#### WORK TO BE COMPLETED
Can you output every line from the one containing "point: loose dirt" up to and including the final line of the records as a numbered list, leaving out blank lines?

─── RECORDS SUPPLIED

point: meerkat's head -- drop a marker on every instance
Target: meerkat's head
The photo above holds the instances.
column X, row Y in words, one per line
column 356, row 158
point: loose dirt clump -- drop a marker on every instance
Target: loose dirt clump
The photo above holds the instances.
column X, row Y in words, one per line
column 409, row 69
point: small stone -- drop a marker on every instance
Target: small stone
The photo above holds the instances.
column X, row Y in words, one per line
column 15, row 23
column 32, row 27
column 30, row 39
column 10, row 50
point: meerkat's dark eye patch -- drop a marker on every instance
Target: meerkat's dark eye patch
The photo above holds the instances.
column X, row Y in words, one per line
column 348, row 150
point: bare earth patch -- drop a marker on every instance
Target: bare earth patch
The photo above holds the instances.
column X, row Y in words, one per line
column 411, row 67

──────

#### RIGHT ANSWER
1. point: loose dirt clump -- drop a marker on every instance
2. Target: loose dirt clump
3. The photo above holds the instances.
4. column X, row Y in words, one per line
5. column 409, row 69
6. point: small stone -- drop a marker on every instance
7. Target: small stone
8. The photo above holds the instances.
9. column X, row Y in words, one per line
10. column 15, row 23
11. column 32, row 27
12. column 30, row 39
13. column 10, row 50
14. point: meerkat's dark eye patch -- drop a marker on every instance
15. Target: meerkat's dark eye patch
16. The photo above holds the instances.
17. column X, row Y in words, one per line
18. column 348, row 150
19. point: bare earth patch -- drop a marker on every instance
20. Target: bare earth patch
21. The photo above holds the instances.
22. column X, row Y in words, one per line
23. column 411, row 67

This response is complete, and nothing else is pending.